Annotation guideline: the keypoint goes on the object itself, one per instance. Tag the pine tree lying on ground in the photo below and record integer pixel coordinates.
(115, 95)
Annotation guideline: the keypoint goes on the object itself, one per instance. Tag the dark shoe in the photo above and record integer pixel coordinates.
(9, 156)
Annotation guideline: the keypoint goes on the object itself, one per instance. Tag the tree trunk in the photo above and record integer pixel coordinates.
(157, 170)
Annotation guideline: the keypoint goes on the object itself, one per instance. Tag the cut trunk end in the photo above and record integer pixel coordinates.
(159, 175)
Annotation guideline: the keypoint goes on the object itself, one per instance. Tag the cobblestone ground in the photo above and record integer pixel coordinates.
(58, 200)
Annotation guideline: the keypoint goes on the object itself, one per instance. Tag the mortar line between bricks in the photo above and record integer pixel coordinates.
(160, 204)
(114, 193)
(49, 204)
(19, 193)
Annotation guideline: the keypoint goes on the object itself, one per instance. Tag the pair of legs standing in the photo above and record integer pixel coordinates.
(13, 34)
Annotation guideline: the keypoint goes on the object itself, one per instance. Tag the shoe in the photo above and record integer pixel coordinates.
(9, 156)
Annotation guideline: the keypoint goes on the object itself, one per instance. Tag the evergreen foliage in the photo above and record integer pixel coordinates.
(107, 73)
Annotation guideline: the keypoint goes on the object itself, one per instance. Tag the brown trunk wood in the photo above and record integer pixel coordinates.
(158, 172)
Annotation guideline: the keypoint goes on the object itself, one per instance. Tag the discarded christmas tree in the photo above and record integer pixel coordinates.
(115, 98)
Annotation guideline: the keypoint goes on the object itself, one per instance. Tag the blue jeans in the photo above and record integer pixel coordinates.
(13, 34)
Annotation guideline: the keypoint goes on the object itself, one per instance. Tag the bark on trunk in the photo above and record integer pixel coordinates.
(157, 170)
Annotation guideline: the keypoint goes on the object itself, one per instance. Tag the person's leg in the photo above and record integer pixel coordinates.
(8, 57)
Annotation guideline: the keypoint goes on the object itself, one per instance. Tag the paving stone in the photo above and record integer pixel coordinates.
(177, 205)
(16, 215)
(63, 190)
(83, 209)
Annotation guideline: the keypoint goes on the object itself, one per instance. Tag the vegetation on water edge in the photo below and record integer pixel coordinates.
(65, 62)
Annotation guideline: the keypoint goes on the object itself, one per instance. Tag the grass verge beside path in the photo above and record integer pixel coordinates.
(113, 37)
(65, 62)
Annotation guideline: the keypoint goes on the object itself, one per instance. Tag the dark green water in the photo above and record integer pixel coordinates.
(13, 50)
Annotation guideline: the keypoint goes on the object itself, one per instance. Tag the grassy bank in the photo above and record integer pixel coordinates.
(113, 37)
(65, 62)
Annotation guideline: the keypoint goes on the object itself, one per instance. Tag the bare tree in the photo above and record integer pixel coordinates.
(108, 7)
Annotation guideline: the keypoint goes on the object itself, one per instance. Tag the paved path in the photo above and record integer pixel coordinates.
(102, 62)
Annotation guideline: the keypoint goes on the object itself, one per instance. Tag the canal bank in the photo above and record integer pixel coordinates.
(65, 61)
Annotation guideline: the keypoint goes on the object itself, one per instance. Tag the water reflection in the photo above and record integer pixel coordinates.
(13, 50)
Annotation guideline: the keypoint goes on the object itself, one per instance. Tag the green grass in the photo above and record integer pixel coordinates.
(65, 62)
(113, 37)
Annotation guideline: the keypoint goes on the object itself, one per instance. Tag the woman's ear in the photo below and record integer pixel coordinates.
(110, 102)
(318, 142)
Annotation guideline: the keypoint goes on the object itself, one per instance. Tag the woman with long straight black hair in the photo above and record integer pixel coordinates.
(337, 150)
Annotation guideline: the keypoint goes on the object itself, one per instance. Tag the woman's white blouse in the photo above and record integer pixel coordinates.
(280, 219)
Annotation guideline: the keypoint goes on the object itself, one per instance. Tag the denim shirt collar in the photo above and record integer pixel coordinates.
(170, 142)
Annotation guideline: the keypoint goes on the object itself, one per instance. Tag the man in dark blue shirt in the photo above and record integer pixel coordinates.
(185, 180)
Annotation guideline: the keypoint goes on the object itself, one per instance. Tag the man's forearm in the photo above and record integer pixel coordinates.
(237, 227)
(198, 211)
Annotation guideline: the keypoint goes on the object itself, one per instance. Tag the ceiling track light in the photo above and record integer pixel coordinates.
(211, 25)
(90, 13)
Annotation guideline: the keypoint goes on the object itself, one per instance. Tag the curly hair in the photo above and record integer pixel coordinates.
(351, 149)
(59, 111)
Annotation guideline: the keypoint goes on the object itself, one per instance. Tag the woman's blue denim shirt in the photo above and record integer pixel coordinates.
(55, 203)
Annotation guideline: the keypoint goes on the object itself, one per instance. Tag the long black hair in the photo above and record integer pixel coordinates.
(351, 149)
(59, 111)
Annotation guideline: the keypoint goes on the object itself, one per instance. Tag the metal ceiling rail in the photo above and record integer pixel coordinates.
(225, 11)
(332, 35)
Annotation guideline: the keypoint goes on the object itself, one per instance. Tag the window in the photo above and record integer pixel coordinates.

◆ ◆ ◆ ◆ ◆ ◆ ◆

#### WORK TO COMPLETE
Every entry should be output exactly as written, please.

#### FINISHED TASK
Annotation guideline: the keypoint goes on the object itself, one per instance. Tag the pine tree lying on ground in the photo below and record integer pixel coordinates.
(115, 95)
Annotation guideline: the keypoint goes on the object itself, one per instance. Tag the dark shoe in the photo above and record integer pixel coordinates.
(9, 156)
Annotation guideline: the keypoint goes on the object itself, one per instance. Tag the tree trunk in the photo above and record integer pixel coordinates.
(157, 170)
Annotation guideline: the keypoint goes on the object itself, one per instance. Tag the cut trunk end in the photo above and record integer pixel coordinates.
(159, 175)
Annotation guideline: the keypoint goes on the object itself, one per instance. Tag the cobblestone ground in the photo above and record integer pixel coordinates.
(58, 200)
Annotation guideline: the keypoint goes on the object itself, one per instance. Tag the mortar line between bricks in the photo above and record integer pixel coordinates.
(160, 204)
(114, 193)
(49, 204)
(19, 193)
Annotation guideline: the keypoint goes on the object itself, one per instance. Tag the pair of legs standing in the photo above and record integer pixel coordinates.
(13, 34)
Annotation guideline: the keypoint goes on the object itself, one per instance. Tag the shoe in the photo above and record integer pixel coordinates.
(9, 156)
Annotation guideline: the keypoint goes on the object itself, one per instance. Tag the evergreen foliage in the photo above and record integer pixel coordinates.
(107, 73)
Annotation guideline: the keypoint goes on the object itself, one per instance. Tag the brown trunk wood in the photo above and record integer pixel coordinates.
(158, 172)
Annotation guideline: the keypoint goes on the object itself, one per instance. Tag the discarded christmas tree in the photo above and record integer pixel coordinates.
(115, 98)
Annotation guideline: the keypoint goes on the object itself, one per instance. Tag the blue jeans in the photo above and record integer pixel coordinates.
(13, 34)
Annotation guideline: the keypoint goes on the object itself, one per instance. Tag the bark on trunk in the photo above and record integer pixel coordinates.
(157, 170)
Annotation guideline: the keypoint goes on the object itself, one per instance. Tag the person's leg in the photo above and record integer pixel coordinates.
(8, 57)
Annotation guideline: the keypoint goes on the object itself, one per instance. Tag the paving stone in the photo above and record integer pixel coordinates.
(177, 205)
(16, 215)
(63, 190)
(83, 209)
Annotation guideline: the keypoint goes on the object itself, one per instance. Tag the vegetation on water edge in the photo below and record integer pixel coordinates.
(65, 62)
Annotation guideline: the keypoint goes on the object itself, one per instance. Tag the grass verge beside path in the photo above and record integer pixel coordinates.
(113, 37)
(65, 62)
Annotation guideline: the keypoint goes on the object itself, one per instance. Tag the dark green water in the photo above and record integer pixel coordinates.
(13, 50)
Annotation guideline: the keypoint goes on the object itself, one per instance. Tag the grassy bank in the photo above and record integer pixel coordinates.
(113, 37)
(65, 62)
Annotation guideline: the keypoint goes on the object itself, one per instance. Tag the bare tree in the photo above and record integer pixel coordinates.
(108, 7)
Annotation guideline: the keypoint goes on the object itself, one per instance. Tag the paved path in the photo above and record integer pixel coordinates.
(102, 62)
Annotation guideline: the keypoint goes on the object itself, one per instance. Tag the canal bank in the photo above and record integer pixel coordinates.
(65, 61)
Annotation guideline: the keypoint goes on the object itself, one per instance. Tag the water reflection in the photo above and record integer pixel coordinates.
(13, 50)
Annotation guideline: the keypoint goes on the object itself, one per instance. Tag the green grass in the photo above and record integer pixel coordinates.
(65, 62)
(113, 37)
Annotation guideline: the keypoint goes on the object itself, one per instance. Tag the woman's ear in the photo below and record integer pixel coordinates.
(110, 102)
(318, 142)
Annotation guideline: the keypoint goes on the object itself, one per instance. Tag the woman with long straight black hair in the photo above and record integer pixel coordinates.
(337, 150)
Annotation guideline: the keypoint goes on the object itself, one per instance. Tag the woman's white blouse in the photo above and record integer pixel coordinates.
(280, 219)
Annotation guideline: the keypoint goes on the object itself, one per instance. Tag the denim shirt collar in the photo above and record integer pixel coordinates.
(170, 142)
Annotation guideline: the keypoint goes on the object itself, one per instance. Tag the man in dark blue shirt in the photo above and record integer pixel coordinates.
(185, 180)
Annotation guideline: the keypoint goes on the object itself, one per instance. Tag the man's forearm in the photo above and record integer pixel coordinates.
(237, 227)
(198, 211)
Annotation guideline: the keypoint goes on the object itself, one per instance. Tag the ceiling track light in the photo above and record integer pixel coordinates.
(211, 25)
(90, 13)
Annotation guideline: the keypoint goes on the object itself, one per instance. Tag the curly hair in the photo above and record integer pixel coordinates.
(351, 149)
(59, 111)
Annotation guideline: the keypoint goes on the object itself, one per instance. Tag the woman's blue denim shirt in the photo above and record integer pixel coordinates.
(55, 203)
Annotation guideline: the keypoint goes on the object itself, one per instance. Tag the long black hair in the photo above and record integer pixel coordinates.
(351, 149)
(59, 111)
Annotation guideline: the keypoint goes on the object itself, one per instance. Tag the metal ceiling rail in the photo above and record integer pixel coordinates.
(225, 11)
(332, 35)
Annotation guideline: the keypoint goes on the object itself, one per instance. Tag the window in the photo above and record integer pixel coordinates.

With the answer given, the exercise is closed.